Extrait:
········

Alors qu’ils sortent leur nouveau 45 tours “Je nous vois / Soleil rare”, on est parti vérifier s’il y avait, derrière la façade sucrée et mignonne au possible des Pirouettes, autre chose que de l’attitude. On n’a pas été déçu.

Voilà maintenant 3 ans que les Pirouettes font parler d’eux. Au départ, ces teenagers n’étaient qu’une excroissance du groupe Coming Soon dans lequel joue Leo Beer Creek, moitié du duo. Un projet léger, en couple, qui a pris rapidement le pas sur le projet initial : “c’est mon projet personnel. J’y accorde de fait plus d’importance” explique d’ailleurs l’intéressé, même s’il reste actif au sein du groupe qui l’a vu grandir.

Adeptes d’une impudeur tendre, mettant en scène leur couple sur une synth pop qui sent à priori fort Ellie et Jacno, ils ont été un véritable aspirateur à légèreté, engendrant une homogénéité du propos chez les commentateurs : The Pirouettes sont mignons, maladroits-mais-c’est-attendrissant, sucrés, jeunes talents, revival 80 à pleine balle. La sortie d’un nouveau 45 tours était l’occasion parfaite d’aller voir si on pouvait tirer d’eux autre chose qu’un bon diabète.

Michel Berger plus que Jacno

“On ne se sent pas maladroits” commencent-ils. “On n’est pas super satisfaits de nos lives, de la formule, qui nécessite beaucoup de parties sur bandes. A deux ce n’est pas évident, donc sur ce point, pourquoi pas. Mais nos morceaux sont très réfléchis”. Le groupe sait où il va, au contraire, et maîtrise son registre.

········

Données fournies:
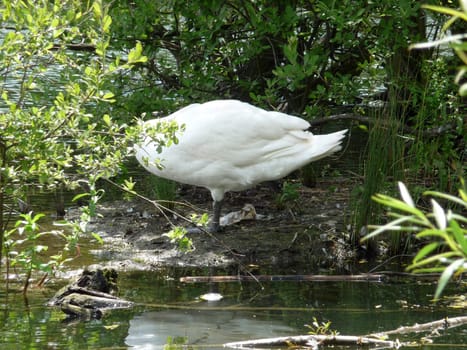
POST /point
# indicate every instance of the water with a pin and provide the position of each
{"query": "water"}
(168, 311)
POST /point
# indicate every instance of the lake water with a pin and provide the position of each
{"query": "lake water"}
(170, 312)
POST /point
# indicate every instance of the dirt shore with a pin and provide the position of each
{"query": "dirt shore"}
(302, 236)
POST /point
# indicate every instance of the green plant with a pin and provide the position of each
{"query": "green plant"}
(443, 232)
(289, 195)
(321, 328)
(54, 129)
(23, 247)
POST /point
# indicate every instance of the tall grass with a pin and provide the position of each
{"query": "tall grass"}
(383, 166)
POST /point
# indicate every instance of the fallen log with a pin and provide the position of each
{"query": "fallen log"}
(274, 278)
(376, 339)
(91, 296)
(313, 341)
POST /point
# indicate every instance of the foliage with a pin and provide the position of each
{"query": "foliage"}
(55, 75)
(320, 328)
(311, 59)
(298, 56)
(443, 233)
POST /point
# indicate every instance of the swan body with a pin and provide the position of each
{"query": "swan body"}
(228, 145)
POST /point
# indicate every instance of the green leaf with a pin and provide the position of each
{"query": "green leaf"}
(79, 196)
(97, 9)
(97, 237)
(459, 235)
(425, 251)
(107, 21)
(447, 275)
(447, 11)
(107, 120)
(135, 55)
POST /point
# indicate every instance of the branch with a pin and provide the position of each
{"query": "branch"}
(315, 278)
(313, 341)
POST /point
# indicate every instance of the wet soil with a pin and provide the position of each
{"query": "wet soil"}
(296, 237)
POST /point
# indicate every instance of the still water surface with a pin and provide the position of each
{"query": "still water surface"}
(168, 311)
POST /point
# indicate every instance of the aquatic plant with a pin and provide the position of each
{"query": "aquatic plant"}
(441, 230)
(52, 134)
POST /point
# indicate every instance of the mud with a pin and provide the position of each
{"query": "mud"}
(301, 236)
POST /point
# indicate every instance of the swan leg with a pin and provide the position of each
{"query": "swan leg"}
(215, 222)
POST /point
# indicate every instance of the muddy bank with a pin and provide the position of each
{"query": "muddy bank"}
(299, 237)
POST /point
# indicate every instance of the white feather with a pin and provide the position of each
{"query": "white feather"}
(230, 145)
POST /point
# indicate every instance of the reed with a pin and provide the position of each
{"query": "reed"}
(383, 166)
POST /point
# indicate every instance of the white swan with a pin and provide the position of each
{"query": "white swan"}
(230, 145)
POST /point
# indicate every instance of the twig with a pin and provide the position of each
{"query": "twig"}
(314, 278)
(430, 326)
(372, 339)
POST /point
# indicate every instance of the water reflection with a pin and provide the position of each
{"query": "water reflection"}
(151, 330)
(169, 311)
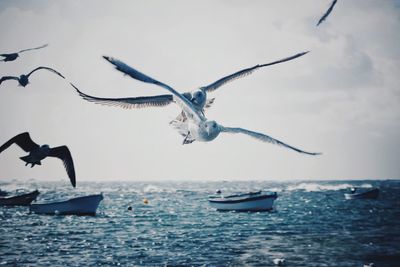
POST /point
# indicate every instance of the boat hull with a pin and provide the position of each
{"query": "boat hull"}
(371, 194)
(257, 203)
(86, 205)
(21, 200)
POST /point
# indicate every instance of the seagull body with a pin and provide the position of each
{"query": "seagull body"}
(197, 97)
(198, 127)
(23, 79)
(38, 153)
(14, 56)
(327, 12)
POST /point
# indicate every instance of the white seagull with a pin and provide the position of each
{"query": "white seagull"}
(197, 97)
(198, 127)
(23, 79)
(38, 153)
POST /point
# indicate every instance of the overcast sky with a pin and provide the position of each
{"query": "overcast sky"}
(341, 99)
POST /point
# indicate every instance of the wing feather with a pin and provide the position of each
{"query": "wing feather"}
(128, 102)
(242, 73)
(5, 78)
(46, 68)
(264, 138)
(39, 47)
(63, 153)
(181, 100)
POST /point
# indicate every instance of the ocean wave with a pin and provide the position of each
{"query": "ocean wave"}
(314, 187)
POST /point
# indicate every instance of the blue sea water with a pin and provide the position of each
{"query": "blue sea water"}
(311, 225)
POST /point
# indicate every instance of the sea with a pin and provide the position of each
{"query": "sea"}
(172, 224)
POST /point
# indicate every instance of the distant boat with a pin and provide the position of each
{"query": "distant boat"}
(3, 193)
(252, 201)
(21, 200)
(86, 205)
(369, 194)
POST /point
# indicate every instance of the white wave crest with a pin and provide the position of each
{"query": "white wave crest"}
(313, 187)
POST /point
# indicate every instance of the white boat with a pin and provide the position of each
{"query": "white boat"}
(368, 194)
(252, 201)
(86, 205)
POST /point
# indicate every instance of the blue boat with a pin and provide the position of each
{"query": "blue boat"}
(20, 200)
(86, 205)
(252, 201)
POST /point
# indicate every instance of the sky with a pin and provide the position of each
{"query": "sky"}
(341, 99)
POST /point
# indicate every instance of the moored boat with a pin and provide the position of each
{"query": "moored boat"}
(86, 205)
(20, 200)
(252, 201)
(368, 194)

········

Consignes:
**a)** Recopiez mot pour mot le passage de l'article sur les Pirouettes qui commence par « Voilà maintenant 3 » et va jusqu'à « l’a vu grandir. ».
**b)** Reprenez l'article sur les Pirouettes juste après sa dernière phrase et poursuivez-le.

Liste des réponses:
**a)**
Voilà maintenant 3 ans que les Pirouettes font parler d’eux. Au départ, ces teenagers n’étaient qu’une excroissance du groupe Coming Soon dans lequel joue Leo Beer Creek, moitié du duo. Un projet léger, en couple, qui a pris rapidement le pas sur le projet initial : “c’est mon projet personnel. J’y accorde de fait plus d’importance” explique d’ailleurs l’intéressé, même s’il reste actif au sein du groupe qui l’a vu grandir.

**b)**
Car derrière l’aspect techniquement très 80 d’une pop électronique non club se cachent des influences plus larges. En effet, loin de rejouer le match d’une époque dont le revival s’essouffle à vue d’oeil, les Pirouettes se nourrissent d’inspirations moins évidentes. “On écoute vachement de hip hop, ça se sent. D’ailleurs, ça va se ressentir sur notre album “. Ils constatent que les synthés qu’ils utilisent s’infusent de plus en plus dans le rap US. Eux font dès maintenant le chemin inverse, notamment avec le beat downtempo de “Soleil Rare”.

“On préfère Michel Berger et France Gall à Ellie et Jacno, seulement, notre outil de base, c’est l’ordi” précisent-ils, tout en citant aussi des gens comme Yves Simon ou Jonathan Richman. L’ordinateur, ils ne s’en servent pas tant pour produire que pour composer. “Quand on travaille, c’est très impulsif : on arrive avec une idée de mélodie et de paroles et c’est parti. Ça sonne vachement MAO sur les démos, parce que le coeur de notre musique se trouve dans l’écriture, les textes”.

Les pieds dans l’underground, la tête dans les étoiles

Il existe en France un underground pop un peu bâtard, dans lequel les groupes ne sont pas assez durs pour les serpents des souterrains et pas assez dociles pour les masses. En tête, on pense fatalement à Satellite Jockey, dont l’album a été odieusement laissé pour compte. Au moment où on évoque leur cas, les Pirouettes se réveillent : “c’est carrément injuste ouais, leur disque est vraiment cool”. Ils enchaînent alors sur leur propre label, Kidderminster, avec lequel ils ont justement co-sorti ce disque.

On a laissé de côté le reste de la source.